* [Descripción de la tarea]: Reproduce sin ningún cambio todas las líneas de los datos que aparecen a continuación.

* [Datos proporcionados]:
········

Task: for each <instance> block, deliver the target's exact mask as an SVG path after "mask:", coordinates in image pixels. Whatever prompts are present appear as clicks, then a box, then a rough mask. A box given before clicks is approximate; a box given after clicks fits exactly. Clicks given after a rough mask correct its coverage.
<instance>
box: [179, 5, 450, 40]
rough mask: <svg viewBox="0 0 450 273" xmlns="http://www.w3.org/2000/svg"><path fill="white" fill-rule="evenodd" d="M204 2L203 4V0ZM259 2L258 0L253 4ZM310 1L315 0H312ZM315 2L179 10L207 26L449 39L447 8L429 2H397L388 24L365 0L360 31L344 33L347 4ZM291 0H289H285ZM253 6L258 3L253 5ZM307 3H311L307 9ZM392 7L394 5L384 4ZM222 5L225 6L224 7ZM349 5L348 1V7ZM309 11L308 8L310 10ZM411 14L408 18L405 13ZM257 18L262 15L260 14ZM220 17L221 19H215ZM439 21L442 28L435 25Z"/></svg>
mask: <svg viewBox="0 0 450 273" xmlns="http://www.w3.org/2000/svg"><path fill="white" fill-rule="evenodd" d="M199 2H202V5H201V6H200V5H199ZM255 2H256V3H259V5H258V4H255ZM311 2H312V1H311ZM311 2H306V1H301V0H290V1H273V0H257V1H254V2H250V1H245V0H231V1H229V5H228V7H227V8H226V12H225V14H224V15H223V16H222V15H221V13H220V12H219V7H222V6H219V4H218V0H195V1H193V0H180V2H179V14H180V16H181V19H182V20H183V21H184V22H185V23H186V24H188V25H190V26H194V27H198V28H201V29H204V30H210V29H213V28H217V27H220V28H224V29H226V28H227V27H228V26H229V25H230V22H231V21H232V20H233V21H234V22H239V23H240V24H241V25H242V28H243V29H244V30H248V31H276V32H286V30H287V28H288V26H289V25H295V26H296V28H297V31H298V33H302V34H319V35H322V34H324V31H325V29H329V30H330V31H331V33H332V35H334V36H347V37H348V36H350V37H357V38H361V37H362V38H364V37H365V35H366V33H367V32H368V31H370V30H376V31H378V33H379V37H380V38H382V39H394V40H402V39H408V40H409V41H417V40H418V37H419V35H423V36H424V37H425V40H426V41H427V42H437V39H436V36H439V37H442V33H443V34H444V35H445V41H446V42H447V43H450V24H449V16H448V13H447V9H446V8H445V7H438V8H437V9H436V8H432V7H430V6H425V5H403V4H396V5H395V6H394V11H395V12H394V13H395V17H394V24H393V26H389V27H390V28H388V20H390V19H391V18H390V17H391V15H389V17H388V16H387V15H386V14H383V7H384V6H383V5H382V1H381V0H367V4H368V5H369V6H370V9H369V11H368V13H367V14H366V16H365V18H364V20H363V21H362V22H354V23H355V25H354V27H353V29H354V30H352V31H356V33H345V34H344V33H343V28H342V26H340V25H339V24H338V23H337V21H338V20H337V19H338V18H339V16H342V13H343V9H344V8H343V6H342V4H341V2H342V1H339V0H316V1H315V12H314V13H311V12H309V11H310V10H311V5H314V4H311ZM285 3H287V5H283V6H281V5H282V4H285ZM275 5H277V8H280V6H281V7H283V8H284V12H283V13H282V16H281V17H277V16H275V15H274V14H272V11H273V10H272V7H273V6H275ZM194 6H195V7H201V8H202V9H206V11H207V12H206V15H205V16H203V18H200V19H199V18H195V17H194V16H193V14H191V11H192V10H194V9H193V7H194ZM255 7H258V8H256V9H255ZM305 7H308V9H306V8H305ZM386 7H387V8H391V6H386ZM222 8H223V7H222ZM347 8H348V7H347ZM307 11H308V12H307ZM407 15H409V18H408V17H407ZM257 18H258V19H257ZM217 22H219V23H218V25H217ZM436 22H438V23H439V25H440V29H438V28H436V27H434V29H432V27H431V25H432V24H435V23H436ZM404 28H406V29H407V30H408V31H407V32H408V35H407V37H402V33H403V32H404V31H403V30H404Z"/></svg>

········

* [Respuesta esperada]:
Task: for each <instance> block, deliver the target's exact mask as an SVG path after "mask:", coordinates in image pixels. Whatever prompts are present appear as clicks, then a box, then a rough mask. A box given before clicks is approximate; a box given after clicks fits exactly. Clicks given after a rough mask correct its coverage.
<instance>
box: [179, 5, 450, 40]
rough mask: <svg viewBox="0 0 450 273" xmlns="http://www.w3.org/2000/svg"><path fill="white" fill-rule="evenodd" d="M204 2L203 4V0ZM259 2L258 0L253 4ZM310 1L315 0H312ZM315 2L179 10L207 26L449 39L447 8L429 2H397L388 24L365 0L360 31L344 33L347 4ZM291 0H289H285ZM253 6L258 3L253 5ZM307 3H311L307 9ZM392 7L394 5L384 4ZM222 5L225 6L224 7ZM349 5L348 1V7ZM309 11L308 8L310 10ZM411 14L408 18L405 13ZM257 18L262 15L260 14ZM220 17L221 19H215ZM439 21L442 28L435 25Z"/></svg>
mask: <svg viewBox="0 0 450 273" xmlns="http://www.w3.org/2000/svg"><path fill="white" fill-rule="evenodd" d="M199 2H202V5H201V6H200V5H199ZM255 2H256V3H259V5H258V4H255ZM311 2H312V1H311ZM311 2H306V1H301V0H290V1H273V0H257V1H254V2H250V1H245V0H231V1H229V5H228V7H227V8H226V12H225V14H224V15H223V16H222V15H221V13H220V12H219V7H222V6H219V4H218V0H195V1H193V0H180V2H179V14H180V16H181V19H182V20H183V21H184V22H185V23H186V24H188V25H190V26H194V27H198V28H201V29H204V30H210V29H213V28H217V27H220V28H224V29H226V28H227V27H228V26H229V25H230V22H231V21H232V20H233V21H234V22H239V23H240V24H241V25H242V28H243V29H244V30H248V31H276V32H286V30H287V28H288V26H289V25H295V26H296V28H297V31H298V33H302V34H319V35H322V34H324V31H325V29H329V30H330V31H331V33H332V35H334V36H347V37H348V36H350V37H357V38H361V37H362V38H364V37H365V35H366V33H367V32H368V31H370V30H376V31H378V33H379V37H380V38H382V39H394V40H402V39H408V40H409V41H417V40H418V37H419V35H423V36H424V37H425V40H426V41H427V42H437V39H436V36H439V37H442V33H443V34H444V35H445V41H446V42H447V43H450V24H449V16H448V13H447V9H446V8H445V7H438V8H437V9H436V8H432V7H430V6H425V5H403V4H396V5H395V6H394V11H395V12H394V13H395V17H394V24H393V26H389V27H390V28H388V20H390V19H391V18H390V17H391V15H389V17H388V16H387V15H386V14H383V7H384V6H383V5H382V1H381V0H367V4H368V5H369V6H370V9H369V11H368V13H367V14H366V16H365V18H364V20H363V21H362V22H354V23H355V25H354V27H353V29H354V30H352V31H356V33H345V34H344V33H343V28H342V26H340V25H339V24H338V23H337V21H338V20H337V19H338V18H339V16H342V13H343V9H344V8H343V6H342V4H341V2H342V1H339V0H316V1H315V12H314V13H311V12H309V11H310V10H311V5H314V4H311ZM285 3H287V5H283V6H281V5H282V4H285ZM275 5H277V8H280V6H281V7H283V8H284V12H283V13H282V16H281V17H277V16H275V15H274V14H272V11H273V10H272V7H273V6H275ZM194 6H195V7H201V8H202V9H206V11H207V12H206V15H205V16H203V18H200V19H199V18H195V17H194V16H193V14H191V11H192V10H194V9H193V7H194ZM255 7H258V8H256V9H255ZM305 7H308V9H306V8H305ZM386 7H387V8H391V6H386ZM222 8H223V7H222ZM347 8H348V7H347ZM307 11H308V12H307ZM407 15H409V18H408V17H407ZM257 18H258V19H257ZM217 22H219V23H218V25H217ZM436 22H438V23H439V25H440V29H438V28H436V27H434V29H432V27H431V25H432V24H435V23H436ZM404 28H406V29H407V30H408V31H407V32H408V35H407V37H402V33H403V32H404V31H403V30H404Z"/></svg>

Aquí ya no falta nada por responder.